# WHAT THIS TASK INVOLVES
Retype every entry exactly, down to the last character.

# RECORDS SUPPLIED
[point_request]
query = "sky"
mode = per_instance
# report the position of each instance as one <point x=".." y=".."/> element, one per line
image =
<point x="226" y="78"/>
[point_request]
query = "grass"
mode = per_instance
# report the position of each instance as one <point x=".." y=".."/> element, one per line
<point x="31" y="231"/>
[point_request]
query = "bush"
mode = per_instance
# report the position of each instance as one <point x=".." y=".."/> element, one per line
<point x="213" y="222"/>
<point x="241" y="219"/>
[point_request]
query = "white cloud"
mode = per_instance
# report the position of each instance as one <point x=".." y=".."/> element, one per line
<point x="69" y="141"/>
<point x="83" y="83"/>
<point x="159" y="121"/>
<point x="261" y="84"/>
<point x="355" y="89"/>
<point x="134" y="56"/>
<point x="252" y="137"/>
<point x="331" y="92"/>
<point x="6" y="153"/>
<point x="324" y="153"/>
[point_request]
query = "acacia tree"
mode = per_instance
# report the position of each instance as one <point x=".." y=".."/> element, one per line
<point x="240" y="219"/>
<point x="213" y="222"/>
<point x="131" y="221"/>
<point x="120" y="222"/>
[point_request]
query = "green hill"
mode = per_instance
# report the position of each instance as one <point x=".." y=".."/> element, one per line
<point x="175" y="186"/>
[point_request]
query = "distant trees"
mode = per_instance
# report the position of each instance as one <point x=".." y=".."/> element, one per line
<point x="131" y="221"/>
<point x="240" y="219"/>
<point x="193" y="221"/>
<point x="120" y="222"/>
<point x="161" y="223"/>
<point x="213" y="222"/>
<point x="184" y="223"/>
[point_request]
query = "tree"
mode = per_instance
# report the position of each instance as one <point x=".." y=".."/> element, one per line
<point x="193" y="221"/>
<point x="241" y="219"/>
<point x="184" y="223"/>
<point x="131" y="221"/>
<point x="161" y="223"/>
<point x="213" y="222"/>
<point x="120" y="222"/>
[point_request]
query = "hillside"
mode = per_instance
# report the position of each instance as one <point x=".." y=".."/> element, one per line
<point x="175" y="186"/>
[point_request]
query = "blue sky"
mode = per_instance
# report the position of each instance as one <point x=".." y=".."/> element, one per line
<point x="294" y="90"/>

# FINISHED EXERCISE
[point_request]
query = "sky"
mode = per_instance
# report the position of each instance as one <point x=".." y=".."/> element, one per line
image =
<point x="226" y="78"/>
[point_request]
query = "grass"
mode = per_instance
# report the position of each instance as one <point x=".." y=".."/> element, one per line
<point x="31" y="231"/>
[point_request]
query = "bush"
mode = per_instance
# report the position of each instance as one <point x=".." y=".."/> element, one per line
<point x="213" y="222"/>
<point x="241" y="219"/>
[point_request]
query = "white cloud"
mode = per_instance
# report the position of each instance as one <point x=".." y=".."/> element, one per line
<point x="69" y="141"/>
<point x="83" y="83"/>
<point x="159" y="121"/>
<point x="261" y="84"/>
<point x="355" y="89"/>
<point x="134" y="56"/>
<point x="252" y="137"/>
<point x="331" y="92"/>
<point x="6" y="153"/>
<point x="324" y="153"/>
[point_request]
query = "acacia tree"
mode = per_instance
# report the position of each instance as one <point x=".." y=".."/> element, one per line
<point x="240" y="219"/>
<point x="213" y="222"/>
<point x="131" y="221"/>
<point x="120" y="222"/>
[point_request]
query = "green hill"
mode = per_instance
# report the position of each instance as one <point x=".." y=".."/> element, one per line
<point x="175" y="186"/>
[point_request]
query = "distant trees"
mode = per_instance
# report the position of each instance as one <point x=".." y=".."/> element, one per line
<point x="131" y="221"/>
<point x="240" y="219"/>
<point x="193" y="221"/>
<point x="120" y="222"/>
<point x="161" y="223"/>
<point x="213" y="222"/>
<point x="184" y="223"/>
[point_request]
query = "tree"
mode = per_instance
# report the position of each instance as one <point x=".." y=".."/> element, one per line
<point x="193" y="221"/>
<point x="241" y="219"/>
<point x="184" y="223"/>
<point x="131" y="221"/>
<point x="161" y="223"/>
<point x="213" y="222"/>
<point x="120" y="222"/>
[point_request]
query = "hillside"
mode = per_instance
# report the position of each instance as one <point x=".." y=".."/> element, one per line
<point x="175" y="186"/>
[point_request]
query = "blue sky"
mode = per_instance
# report the position of each instance as one <point x=".." y=".."/> element, one per line
<point x="294" y="90"/>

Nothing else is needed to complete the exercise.